** begin EXERCISE DATA **

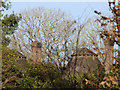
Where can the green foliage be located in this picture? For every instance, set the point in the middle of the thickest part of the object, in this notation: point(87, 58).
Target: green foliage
point(9, 22)
point(38, 76)
point(9, 25)
point(9, 67)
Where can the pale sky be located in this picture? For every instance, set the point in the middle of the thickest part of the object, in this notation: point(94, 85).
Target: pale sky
point(58, 0)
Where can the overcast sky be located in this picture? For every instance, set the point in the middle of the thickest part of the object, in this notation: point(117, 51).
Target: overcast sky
point(75, 9)
point(58, 0)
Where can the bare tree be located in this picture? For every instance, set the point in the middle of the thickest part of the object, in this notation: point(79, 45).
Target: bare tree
point(53, 28)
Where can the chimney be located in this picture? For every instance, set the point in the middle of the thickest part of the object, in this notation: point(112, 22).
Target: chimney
point(36, 51)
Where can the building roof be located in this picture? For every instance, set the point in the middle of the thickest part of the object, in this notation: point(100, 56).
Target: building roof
point(85, 51)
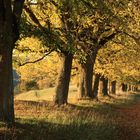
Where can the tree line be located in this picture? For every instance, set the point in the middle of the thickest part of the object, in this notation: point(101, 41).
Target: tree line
point(77, 30)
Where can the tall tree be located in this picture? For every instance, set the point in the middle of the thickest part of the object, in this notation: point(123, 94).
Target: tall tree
point(10, 13)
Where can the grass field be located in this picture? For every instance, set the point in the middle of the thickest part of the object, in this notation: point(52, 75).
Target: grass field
point(80, 120)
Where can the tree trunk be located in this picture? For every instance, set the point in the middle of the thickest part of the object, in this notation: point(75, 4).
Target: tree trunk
point(86, 78)
point(81, 84)
point(62, 88)
point(124, 87)
point(6, 85)
point(113, 87)
point(6, 78)
point(9, 33)
point(96, 85)
point(86, 75)
point(105, 86)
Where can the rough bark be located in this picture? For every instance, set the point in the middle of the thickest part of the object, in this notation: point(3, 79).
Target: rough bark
point(81, 84)
point(86, 75)
point(8, 36)
point(96, 85)
point(105, 86)
point(124, 87)
point(62, 88)
point(113, 87)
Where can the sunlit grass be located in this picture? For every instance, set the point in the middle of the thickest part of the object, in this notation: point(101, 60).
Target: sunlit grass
point(79, 120)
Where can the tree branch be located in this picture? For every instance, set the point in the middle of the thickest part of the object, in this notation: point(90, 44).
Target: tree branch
point(37, 60)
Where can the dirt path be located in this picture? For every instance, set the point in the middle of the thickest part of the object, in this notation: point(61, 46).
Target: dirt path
point(128, 122)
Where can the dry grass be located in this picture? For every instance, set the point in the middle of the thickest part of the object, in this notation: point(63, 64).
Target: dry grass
point(80, 120)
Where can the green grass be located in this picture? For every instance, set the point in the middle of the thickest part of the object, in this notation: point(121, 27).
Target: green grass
point(82, 120)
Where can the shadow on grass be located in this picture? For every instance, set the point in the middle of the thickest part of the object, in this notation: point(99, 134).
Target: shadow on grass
point(42, 130)
point(106, 129)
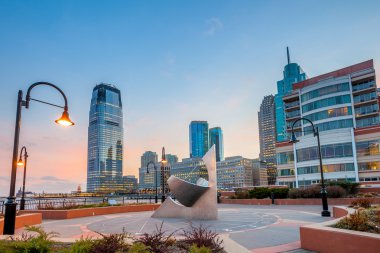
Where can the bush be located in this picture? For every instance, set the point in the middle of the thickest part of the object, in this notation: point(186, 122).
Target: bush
point(259, 193)
point(351, 188)
point(202, 236)
point(110, 244)
point(139, 247)
point(362, 202)
point(314, 191)
point(280, 193)
point(241, 194)
point(157, 241)
point(335, 191)
point(195, 249)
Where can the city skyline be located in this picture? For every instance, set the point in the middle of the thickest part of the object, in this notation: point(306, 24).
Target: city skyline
point(206, 62)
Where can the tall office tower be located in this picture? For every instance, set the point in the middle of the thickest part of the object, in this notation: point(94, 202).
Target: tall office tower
point(267, 133)
point(199, 142)
point(172, 159)
point(105, 140)
point(344, 106)
point(147, 157)
point(216, 138)
point(293, 73)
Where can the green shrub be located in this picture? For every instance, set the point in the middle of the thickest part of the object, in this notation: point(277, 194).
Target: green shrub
point(259, 193)
point(82, 246)
point(139, 247)
point(362, 202)
point(351, 188)
point(280, 193)
point(195, 249)
point(335, 191)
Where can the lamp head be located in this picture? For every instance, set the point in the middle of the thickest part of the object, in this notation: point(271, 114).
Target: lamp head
point(294, 138)
point(20, 162)
point(64, 120)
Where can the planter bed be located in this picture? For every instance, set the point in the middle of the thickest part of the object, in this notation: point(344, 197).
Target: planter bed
point(316, 201)
point(322, 238)
point(84, 212)
point(24, 220)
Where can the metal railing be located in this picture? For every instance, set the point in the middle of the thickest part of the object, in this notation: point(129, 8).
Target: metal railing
point(71, 203)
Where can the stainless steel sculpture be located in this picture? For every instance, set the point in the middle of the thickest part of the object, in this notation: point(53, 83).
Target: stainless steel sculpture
point(193, 201)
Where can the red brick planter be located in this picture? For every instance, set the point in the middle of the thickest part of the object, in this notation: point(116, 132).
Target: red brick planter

** end EXERCISE DATA **

■ WRITTEN PROBLEM
Put every line of the data above into a JSON list of strings, one string per line, skipping blank lines. Leave the pictures out of the list.

■ TASK RESPONSE
[
  "Where can the green foliage be located in this picture? For every instance, set the point in the middle of the thickest part of the object, in this notation: point(87, 58).",
  "Target: green foliage",
  "point(9, 22)",
  "point(38, 76)",
  "point(9, 25)",
  "point(9, 67)",
  "Where can the pale sky be located in this picture? For every instance, set the point in the middle of the thickest part of the object, in this notation: point(94, 85).",
  "Target: pale sky",
  "point(58, 0)",
  "Where can the overcast sky be located in this picture? For every instance, set the point in the middle of the thickest part of the object, in this notation: point(117, 51).",
  "Target: overcast sky",
  "point(75, 9)",
  "point(58, 0)",
  "Where can the bare tree be located in this picture? For every instance, set the point in the middle of the thickest part of the object, in this notation: point(79, 45).",
  "Target: bare tree",
  "point(53, 28)",
  "Where can the chimney be located in this picture? For every instance, set the point in the middle of the thickest part of the object, in this notation: point(112, 22).",
  "Target: chimney",
  "point(36, 51)",
  "Where can the building roof be located in this picture? For every instance, set the point in the middle of the thickest part of the object, in this notation: point(100, 56).",
  "Target: building roof",
  "point(85, 51)",
  "Where can the tree line be located in this picture? For every instance, set the point in the middle of the thickest part of the object, in this notation: point(101, 41).",
  "Target: tree line",
  "point(77, 30)",
  "Where can the tall tree be located in this picture? For every instance, set the point in the middle of the thickest part of the object, in this notation: point(123, 94).",
  "Target: tall tree",
  "point(10, 13)",
  "Where can the grass field be located in this picture? For every instance, set the point in the middle of the thickest part of the object, in this notation: point(52, 75).",
  "Target: grass field",
  "point(80, 120)",
  "Where can the tree trunk be located in this picture? For every instance, set the point in the middle of the thickest part of the object, in this notation: point(75, 4).",
  "Target: tree trunk",
  "point(86, 78)",
  "point(81, 84)",
  "point(62, 88)",
  "point(124, 87)",
  "point(6, 85)",
  "point(113, 87)",
  "point(6, 78)",
  "point(9, 33)",
  "point(96, 85)",
  "point(86, 75)",
  "point(105, 86)",
  "Where can the rough bark be located in this picture? For every instance, set the point in the middle of the thickest part of the object, in this notation: point(3, 79).",
  "Target: rough bark",
  "point(81, 84)",
  "point(86, 75)",
  "point(8, 36)",
  "point(96, 85)",
  "point(105, 86)",
  "point(124, 87)",
  "point(62, 88)",
  "point(113, 87)",
  "Where can the sunlit grass be located in this picture? For every instance, set the point in the middle of the thickest part of the object, in this notation: point(101, 60).",
  "Target: sunlit grass",
  "point(79, 120)",
  "Where can the tree branch be located in this picture? For every instance, set the point in the middle of the thickest part of the object, in this notation: point(90, 44).",
  "Target: tree branch",
  "point(37, 60)",
  "Where can the dirt path be located in this picture? For every instance, set the point in the middle of the thickest part of the object, in this notation: point(61, 46).",
  "Target: dirt path",
  "point(128, 122)",
  "Where can the dry grass be located in this picture? For every instance, set the point in the middle of the thickest part of the object, in this notation: point(63, 64).",
  "Target: dry grass",
  "point(80, 120)",
  "Where can the green grass be located in this picture? For every instance, set the point in the middle of the thickest part of the object, in this notation: point(121, 27).",
  "Target: green grass",
  "point(82, 120)",
  "Where can the shadow on grass be located in this picture? For every instance, set the point in the middle of the thickest part of the object, in this notation: point(99, 134).",
  "Target: shadow on grass",
  "point(42, 130)",
  "point(106, 129)",
  "Where can the bush be located in this picture? For every instance, set the point in the middle of the thickest part of the object, in this notation: point(186, 122).",
  "Target: bush",
  "point(259, 193)",
  "point(351, 188)",
  "point(202, 236)",
  "point(110, 244)",
  "point(139, 247)",
  "point(362, 202)",
  "point(314, 191)",
  "point(280, 193)",
  "point(241, 194)",
  "point(157, 241)",
  "point(335, 191)",
  "point(195, 249)",
  "Where can the city skyline be located in this picture? For every instance, set the point in the middle of the thickest part of the object, in this notation: point(306, 24).",
  "Target: city skyline",
  "point(206, 62)",
  "Where can the tall office tower be located in this picture? For every instance, set the point in the middle of the thickest part of the object, in this notation: point(94, 202).",
  "Target: tall office tower",
  "point(267, 133)",
  "point(199, 142)",
  "point(172, 159)",
  "point(105, 140)",
  "point(344, 106)",
  "point(147, 157)",
  "point(216, 138)",
  "point(293, 73)",
  "Where can the green shrub be located in this picture? For every instance, set the point in the middle of the thickest part of the object, in this notation: point(277, 194).",
  "Target: green shrub",
  "point(259, 193)",
  "point(82, 246)",
  "point(139, 247)",
  "point(362, 202)",
  "point(351, 188)",
  "point(280, 193)",
  "point(195, 249)",
  "point(335, 191)",
  "Where can the lamp head be located in this picture? For every instance, set the point in the middle of the thickest part of the object, in this notation: point(271, 114).",
  "Target: lamp head",
  "point(294, 138)",
  "point(20, 162)",
  "point(64, 120)",
  "Where can the planter bed be located in this picture? For every instance, set the point in the middle of the thickest part of the object, in this notation: point(344, 197).",
  "Target: planter bed",
  "point(316, 201)",
  "point(322, 238)",
  "point(84, 212)",
  "point(24, 220)",
  "Where can the metal railing be located in this picture? For every instance, set the point in the middle of the thickest part of the object, in this notation: point(129, 8).",
  "Target: metal railing",
  "point(71, 203)",
  "Where can the stainless steel sculpture be located in this picture? For every instance, set the point in the middle of the thickest part of the object, in this notation: point(53, 83).",
  "Target: stainless steel sculpture",
  "point(193, 201)",
  "Where can the red brick planter be located in this picture? For every instance, set the point in the middle of the thickest part of the object, in this notation: point(116, 132).",
  "Target: red brick planter"
]